● Exercise text
---------------
No one deserves any of this, and surely, we as a nation deserve better.

As I write this, one of my friends in Orlando just marked herself as safe on Facebook. While I'm thankful for her safety and the idea that prevents me from having to worry, I'm just sad this even has to exist.

Orlando, I love you. Your city is home to one of my favorite places to vacation in the world, and it's not lost on me that I was almost there this weekend. Instead, I was at the movies last night with my family - another place I've struggled to feel safe in since Jessica's death.

I'm praying for the city, the families, the friends, the first responders, and those who made it out. I'm also praying for those with hate on their hearts. The ignorance and the violence have to end. We live in what I still believe is the greatest country in the world, but our own hate has become our own undoing.

Friday, November 20, 2015

It's about love, not hate.

Two beautiful smiles, taken from this world just a few months apart.



The sweet little boy on the left is Noah Pozner. He should be celebrating his ninth birthday with his twin sister today. The sassy redhead on the right is my best friend, Jessi. She would've been 28 next week.

Instead, they're frozen in time as a 6-year-old and 24-year-old, as victims of gun violence in 2012.

But this post isn't about what happened to them in Newtown and Aurora. This is about how they're remembered three years after their deaths.
---------------
● Extracted data
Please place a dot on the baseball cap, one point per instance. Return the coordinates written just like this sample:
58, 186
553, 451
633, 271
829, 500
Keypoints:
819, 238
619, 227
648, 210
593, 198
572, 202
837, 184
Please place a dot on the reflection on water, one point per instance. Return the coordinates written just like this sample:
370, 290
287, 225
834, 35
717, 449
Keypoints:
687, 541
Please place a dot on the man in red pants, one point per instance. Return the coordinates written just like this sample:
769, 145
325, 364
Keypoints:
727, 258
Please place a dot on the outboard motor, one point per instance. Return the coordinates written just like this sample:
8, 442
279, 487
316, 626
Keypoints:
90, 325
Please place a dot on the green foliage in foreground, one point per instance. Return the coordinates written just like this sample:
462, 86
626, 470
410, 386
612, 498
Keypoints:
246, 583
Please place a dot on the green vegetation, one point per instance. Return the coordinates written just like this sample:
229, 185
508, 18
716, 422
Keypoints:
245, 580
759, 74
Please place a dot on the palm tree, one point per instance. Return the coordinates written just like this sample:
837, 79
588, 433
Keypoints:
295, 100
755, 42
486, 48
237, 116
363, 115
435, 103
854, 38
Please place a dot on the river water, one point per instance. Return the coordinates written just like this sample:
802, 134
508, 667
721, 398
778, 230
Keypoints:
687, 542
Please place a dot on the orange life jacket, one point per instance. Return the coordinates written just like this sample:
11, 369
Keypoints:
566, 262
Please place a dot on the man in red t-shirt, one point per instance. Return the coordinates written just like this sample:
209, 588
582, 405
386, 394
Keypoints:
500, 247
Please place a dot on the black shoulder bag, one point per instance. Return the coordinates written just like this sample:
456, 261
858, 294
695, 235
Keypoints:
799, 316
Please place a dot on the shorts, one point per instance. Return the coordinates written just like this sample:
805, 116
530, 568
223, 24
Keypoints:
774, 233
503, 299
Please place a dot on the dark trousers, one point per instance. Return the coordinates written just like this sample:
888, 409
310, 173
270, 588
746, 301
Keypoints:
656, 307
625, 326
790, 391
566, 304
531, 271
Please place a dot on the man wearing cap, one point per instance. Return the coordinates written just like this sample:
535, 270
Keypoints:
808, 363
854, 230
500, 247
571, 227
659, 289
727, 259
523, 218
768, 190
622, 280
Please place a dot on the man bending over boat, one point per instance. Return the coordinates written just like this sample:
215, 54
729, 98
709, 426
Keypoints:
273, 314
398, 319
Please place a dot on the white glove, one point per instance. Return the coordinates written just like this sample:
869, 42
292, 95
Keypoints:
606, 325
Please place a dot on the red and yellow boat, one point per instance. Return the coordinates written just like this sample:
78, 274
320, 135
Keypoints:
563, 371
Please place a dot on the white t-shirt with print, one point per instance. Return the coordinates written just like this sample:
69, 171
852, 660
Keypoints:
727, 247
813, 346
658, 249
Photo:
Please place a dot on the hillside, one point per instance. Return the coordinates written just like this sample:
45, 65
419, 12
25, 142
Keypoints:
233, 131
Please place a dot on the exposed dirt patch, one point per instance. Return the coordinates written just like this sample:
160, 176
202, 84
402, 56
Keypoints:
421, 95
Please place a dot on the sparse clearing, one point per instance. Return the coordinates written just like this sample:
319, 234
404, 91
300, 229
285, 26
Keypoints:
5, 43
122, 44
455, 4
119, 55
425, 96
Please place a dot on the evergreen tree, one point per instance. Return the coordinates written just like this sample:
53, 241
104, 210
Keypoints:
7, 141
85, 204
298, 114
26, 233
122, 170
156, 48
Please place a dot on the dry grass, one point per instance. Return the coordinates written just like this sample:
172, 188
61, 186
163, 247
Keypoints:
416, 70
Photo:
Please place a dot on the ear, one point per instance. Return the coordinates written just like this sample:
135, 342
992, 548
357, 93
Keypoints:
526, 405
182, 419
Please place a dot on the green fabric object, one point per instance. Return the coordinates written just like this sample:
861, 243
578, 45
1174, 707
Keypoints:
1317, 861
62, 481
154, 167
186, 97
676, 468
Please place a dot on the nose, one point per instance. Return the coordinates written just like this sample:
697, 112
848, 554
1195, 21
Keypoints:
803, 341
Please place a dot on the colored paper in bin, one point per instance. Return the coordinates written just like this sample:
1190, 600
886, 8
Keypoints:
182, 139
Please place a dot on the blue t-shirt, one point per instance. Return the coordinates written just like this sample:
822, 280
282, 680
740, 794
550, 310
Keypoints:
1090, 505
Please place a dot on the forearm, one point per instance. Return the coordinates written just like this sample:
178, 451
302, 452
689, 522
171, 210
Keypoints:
---------------
● How to complete this task
Carry on the blog post about how Noah Pozner and Jessi are remembered, picking up after its final sentence.

● Reply
I never had the pleasure of meeting Noah, but his sister, Danielle, is now a friend of mine. This morning, she posted a message on Facebook calling for acts of kindness in his honor today. Of course, I'm happy to oblige. I'm hoping this post will inspire others to do the same.

Coincidentally, today marks one week to Jessi's birthday. Every year, I write a letter to her on this blog as my way of working through the pain that rears its ugly head every so often, especially around important dates such as November 27.

The year she was killed, I decided to put together a social media project in her honor called "Mustaches for Jessi". It was my way of honoring her memory (and love for mustaches and social media!) in a happy, creative way. So many people participated that year - and it brought me so much joy when I was hurting most.

Last year, I dropped the ball. And now that we've been able to close the door on what happened in Colorado with the ending of the trial this year, I've tried to put it away in my heart, but never forgotten her.

I broke out my mustache scarf today, just as my own personal reminder that she's still close to me in spirit. Then it occurred to me that her birthday is just around the corner - it snuck up on me, seeing as I can't even believe it's November.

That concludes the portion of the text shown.